***** PASSAGE TO READ

Sara, when it's revealed that she's abusing hundred of spirits to keep the Relay working, and not only does she completely not care about all the hurt she's causing, she practically laughs in Banage's face when he tries to impress on her how vile her actions are and tells him there's nothing to care about.
In Star Trek: A Time to..., Prime Minister Kinchawn crosses it rather early, after he uses his illegally-acquired weapons to shoot down 10 Klingon ships in orbit of Tezwa, killing 6,000 warriors. If this didn't represent his crossing the line, his casual willingness to see millions of Tezwans killed in a Klingon counterstrike, including his own family, certainly does. What makes it worse is his apparent self-image as a Well-Intentioned Extremist, when he's really Drunk with Power. He sees his own children's death as merely a means to acquire more sympathy and thus more support and power, and seems to truly believe this is somehow reasonable.
Darth Caedus, the villainousJacen Solo, was apparently intended, to be morally grey at first, sliding down into worse and worse acts of Necessary Evil until the Evil overwhelmed the Necessary. It didn't really turn out like that, considering what he did, including fridging his own aunt, bombarding throwaway planet Fondor after they had already surrendered, and lighting decidedly NON-throwaway planet Kashyyyk on fire from orbit. Fans lost all sympathy for him long before this was intended to happen.
Interestingly, what his family considered to be his Moral Event Horizon was comparatively minor, using a Nightsister Blood Trail to track Jaina to the Jedi's secret base.

**********
***** DATASET CONTENT

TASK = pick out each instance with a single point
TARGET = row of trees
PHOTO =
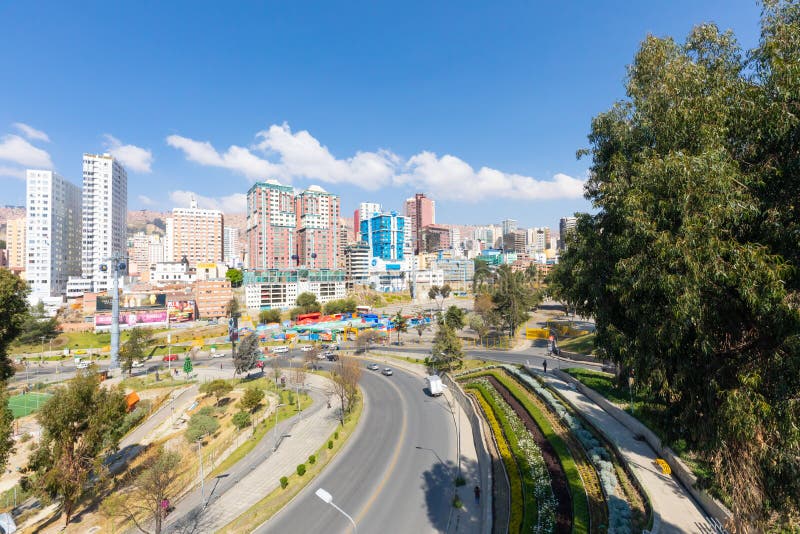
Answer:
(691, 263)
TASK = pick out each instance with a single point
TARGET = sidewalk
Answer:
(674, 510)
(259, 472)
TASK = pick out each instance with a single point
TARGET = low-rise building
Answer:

**********
***** DATASET CONTENT

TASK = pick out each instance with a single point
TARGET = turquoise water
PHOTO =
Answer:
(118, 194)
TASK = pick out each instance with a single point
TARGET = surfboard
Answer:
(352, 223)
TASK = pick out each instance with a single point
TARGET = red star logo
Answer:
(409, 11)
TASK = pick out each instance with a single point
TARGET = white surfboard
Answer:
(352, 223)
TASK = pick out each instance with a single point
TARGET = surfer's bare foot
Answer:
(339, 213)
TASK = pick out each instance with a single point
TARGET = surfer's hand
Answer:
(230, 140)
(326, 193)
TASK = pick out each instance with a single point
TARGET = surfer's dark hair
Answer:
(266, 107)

**********

[WHAT THE TASK ASKS]: Reproduce the passage above on fictional villains word for word, starting with "In Star Trek: A" and going on through "is somehow reasonable.".

[YOUR RESPONSE]:
In Star Trek: A Time to..., Prime Minister Kinchawn crosses it rather early, after he uses his illegally-acquired weapons to shoot down 10 Klingon ships in orbit of Tezwa, killing 6,000 warriors. If this didn't represent his crossing the line, his casual willingness to see millions of Tezwans killed in a Klingon counterstrike, including his own family, certainly does. What makes it worse is his apparent self-image as a Well-Intentioned Extremist, when he's really Drunk with Power. He sees his own children's death as merely a means to acquire more sympathy and thus more support and power, and seems to truly believe this is somehow reasonable.